== The request ==
In the records below, copy out word for word the stretch from the line containing "pin: snow on" through the end of the records.

== Excerpts from point annotation data ==
○ ○ ○ ○ ○

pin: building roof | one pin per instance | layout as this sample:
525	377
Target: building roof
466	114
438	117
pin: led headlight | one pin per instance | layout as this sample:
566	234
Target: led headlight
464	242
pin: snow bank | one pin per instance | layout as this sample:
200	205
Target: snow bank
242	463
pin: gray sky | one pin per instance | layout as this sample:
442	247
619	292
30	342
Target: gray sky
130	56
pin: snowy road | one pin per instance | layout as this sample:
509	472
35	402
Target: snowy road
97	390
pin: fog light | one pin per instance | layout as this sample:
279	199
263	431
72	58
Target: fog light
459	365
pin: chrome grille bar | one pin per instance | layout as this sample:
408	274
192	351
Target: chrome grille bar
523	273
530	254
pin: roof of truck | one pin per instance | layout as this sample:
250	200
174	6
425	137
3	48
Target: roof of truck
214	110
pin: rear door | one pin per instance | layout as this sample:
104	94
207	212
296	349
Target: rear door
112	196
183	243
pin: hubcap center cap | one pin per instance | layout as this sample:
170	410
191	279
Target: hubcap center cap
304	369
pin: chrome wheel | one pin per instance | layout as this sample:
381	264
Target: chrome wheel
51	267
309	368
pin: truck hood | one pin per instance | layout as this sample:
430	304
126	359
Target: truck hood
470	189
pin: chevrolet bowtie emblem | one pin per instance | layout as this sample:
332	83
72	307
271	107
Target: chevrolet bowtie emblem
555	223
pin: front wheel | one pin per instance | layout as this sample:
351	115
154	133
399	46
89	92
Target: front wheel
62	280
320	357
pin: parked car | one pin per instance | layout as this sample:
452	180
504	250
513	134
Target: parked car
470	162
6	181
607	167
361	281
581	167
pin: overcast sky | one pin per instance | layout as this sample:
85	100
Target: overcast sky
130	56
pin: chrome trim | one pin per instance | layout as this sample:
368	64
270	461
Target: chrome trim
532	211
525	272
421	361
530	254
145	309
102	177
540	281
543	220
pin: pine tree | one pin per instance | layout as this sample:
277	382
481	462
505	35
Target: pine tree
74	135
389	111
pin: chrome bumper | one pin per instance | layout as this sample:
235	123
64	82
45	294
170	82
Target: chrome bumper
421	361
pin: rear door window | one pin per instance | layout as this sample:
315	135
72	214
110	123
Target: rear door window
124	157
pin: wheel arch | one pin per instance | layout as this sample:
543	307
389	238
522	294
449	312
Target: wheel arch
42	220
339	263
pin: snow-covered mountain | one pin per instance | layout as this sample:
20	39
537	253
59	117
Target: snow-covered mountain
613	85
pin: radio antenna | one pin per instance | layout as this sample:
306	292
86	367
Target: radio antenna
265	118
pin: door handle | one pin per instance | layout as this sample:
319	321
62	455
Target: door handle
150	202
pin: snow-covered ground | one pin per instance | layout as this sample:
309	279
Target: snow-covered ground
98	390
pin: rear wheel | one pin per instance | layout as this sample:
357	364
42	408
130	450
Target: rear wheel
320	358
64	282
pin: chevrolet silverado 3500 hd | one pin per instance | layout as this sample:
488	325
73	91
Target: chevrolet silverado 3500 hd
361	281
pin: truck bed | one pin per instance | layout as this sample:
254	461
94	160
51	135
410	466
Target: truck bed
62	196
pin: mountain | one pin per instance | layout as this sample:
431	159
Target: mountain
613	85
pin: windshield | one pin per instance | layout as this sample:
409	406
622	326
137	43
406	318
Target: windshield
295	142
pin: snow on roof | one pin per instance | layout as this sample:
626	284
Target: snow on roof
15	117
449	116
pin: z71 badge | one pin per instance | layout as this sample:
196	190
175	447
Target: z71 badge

○ ○ ○ ○ ○

== Completed exercise ==
pin: snow on roof | one pin per instance | layout as this sample:
626	284
Target: snow on roof
15	117
449	116
pin: z71 badge | one pin per instance | layout as this sample:
196	190
175	447
Target: z71 badge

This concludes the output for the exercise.